### EXERCISE 1:
Copy out the passage on the marketing environment between "Internal forces are" and "in this connection.", inclusive.

### SOURCE EXCERPT:
In India, social environment is continuously changing. One of the most profound social changes in recent years is the large number of women entering the job market. They have also created or greatly expended the demand for a wide range of products and services necessitated by their absence from the home. There is a lot of change in quality-of-lifestyles and people are willing to have many durable consumer goods like TV., fridge, washing machines etc. even when they cannot afford them because of their availability on hire-purchase or instalment basis.

Culture influences every aspect of marketing. Marketing decisions are based on recognition of needs and wants of the customer, a function of customer perceptions. These help in understanding of lifestyles and behaviour patterns as they have grown in the society’s culture in which the individual has been groomed. Thus a person’s perspective is generated, groomed and conditioned by culture.

Marketing environment can also be classified as:

(i) Controllable Forces and

(ii) Uncontrollable Forces.

(i) Controllable forces:

Controllable forces consist of marketing policies and marketing strategies. Marketing policies are framed by the firm depending on its marketing philosophy. The top management is responsible for framing broad policies. Marketing strategies are developed by middle level management.

Internal forces are inherent to the firm and can be controlled by the management. Marketing mix elements are the tools often used to harmonies the internal variables with that of external variables. The controllable factors are well within the grip of the firm and comparably easy to adjust them to suit the changes.

These factors are combined into what we have referred to earlier as Marketing Mix. For instance, if the price appears to be on the higher side a decision to reduce it for a short term or even a long term is possible and could be implemented as quickly as possible. Off-season prices or discounts are examples in this connection.

(ii) Uncontrollable forces:

Various elements called uncontrollable variables affect an organisation and its marketing efforts. It is now recognized by all that even a well conceived marketing plan may fail if adversely influenced by uncontrollable factors. The offering of the firm and the impact of the uncontrollable environment interact to determine the firm’s level of success or failure in reaching its objectives.

### EXERCISE 2:
Rewrite all the records below, swapping "put a marker on" for "place a dot on" and keeping everything else the same. Leave the pictures out of your answer.

### SUPPLIED MATERIAL:
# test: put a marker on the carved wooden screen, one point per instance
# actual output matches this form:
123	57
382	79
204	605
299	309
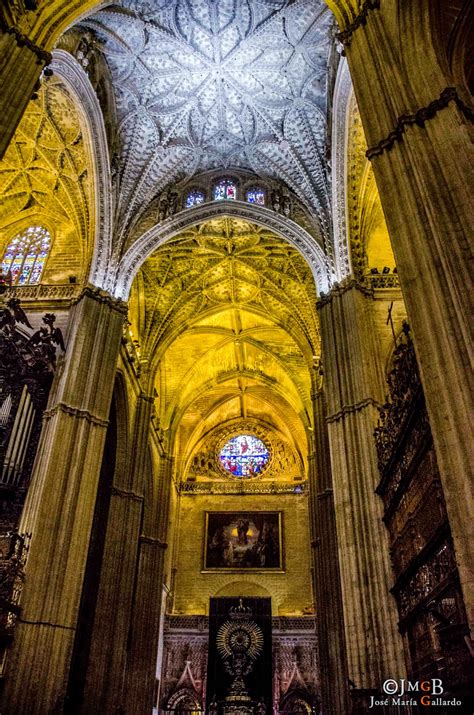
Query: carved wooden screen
432	618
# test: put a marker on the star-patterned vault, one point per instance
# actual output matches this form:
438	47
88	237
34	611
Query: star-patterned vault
201	84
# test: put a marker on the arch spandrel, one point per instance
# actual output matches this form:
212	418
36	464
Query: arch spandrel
168	229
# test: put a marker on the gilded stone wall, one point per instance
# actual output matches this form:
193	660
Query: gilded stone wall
290	591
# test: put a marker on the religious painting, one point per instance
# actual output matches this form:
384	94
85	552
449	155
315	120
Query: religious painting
243	541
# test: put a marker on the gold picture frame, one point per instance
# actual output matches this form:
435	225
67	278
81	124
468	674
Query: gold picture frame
243	541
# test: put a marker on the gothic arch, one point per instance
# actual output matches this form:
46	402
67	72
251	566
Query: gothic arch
342	96
71	72
159	234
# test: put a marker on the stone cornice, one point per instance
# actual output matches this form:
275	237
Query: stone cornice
101	296
341	288
75	412
345	36
43	57
125	494
350	409
419	118
153	541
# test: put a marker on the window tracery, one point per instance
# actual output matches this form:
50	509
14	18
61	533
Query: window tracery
244	456
255	195
225	190
26	255
194	198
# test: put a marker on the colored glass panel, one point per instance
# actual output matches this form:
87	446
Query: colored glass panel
244	456
194	198
256	196
26	255
225	190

### CORRECT OUTPUT 1:
Internal forces are inherent to the firm and can be controlled by the management. Marketing mix elements are the tools often used to harmonies the internal variables with that of external variables. The controllable factors are well within the grip of the firm and comparably easy to adjust them to suit the changes.

These factors are combined into what we have referred to earlier as Marketing Mix. For instance, if the price appears to be on the higher side a decision to reduce it for a short term or even a long term is possible and could be implemented as quickly as possible. Off-season prices or discounts are examples in this connection.

### CORRECT OUTPUT 2:
# test: place a dot on the carved wooden screen, one point per instance
# actual output matches this form:
123	57
382	79
204	605
299	309
Query: carved wooden screen
432	618
# test: place a dot on the star-patterned vault, one point per instance
# actual output matches this form:
438	47
88	237
34	611
Query: star-patterned vault
201	84
# test: place a dot on the arch spandrel, one point per instance
# actual output matches this form:
212	418
36	464
Query: arch spandrel
168	229
# test: place a dot on the gilded stone wall, one point per instance
# actual output matches this form:
193	660
Query: gilded stone wall
290	591
# test: place a dot on the religious painting, one point per instance
# actual output matches this form:
384	94
85	552
449	155
315	120
Query: religious painting
243	541
# test: place a dot on the gold picture frame, one point per instance
# actual output matches this form:
435	225
67	278
81	124
468	674
Query: gold picture frame
243	541
# test: place a dot on the gothic arch, one point per instance
# actual output matches this form:
46	402
67	72
251	566
Query: gothic arch
342	96
71	72
159	234
# test: place a dot on the stone cornice, one point per instance
# actual output matches this form:
275	237
Query: stone cornice
101	296
341	288
75	412
345	36
43	57
125	494
350	409
419	118
153	541
# test: place a dot on the window tracery, one point per instance
# actual output matches this form:
50	509
14	18
61	533
Query: window tracery
244	456
255	195
225	190
26	255
194	198
# test: place a dot on the colored glass panel, one point per instance
# actual output matches this form:
87	446
Query: colored glass panel
244	456
194	198
256	196
26	255
225	190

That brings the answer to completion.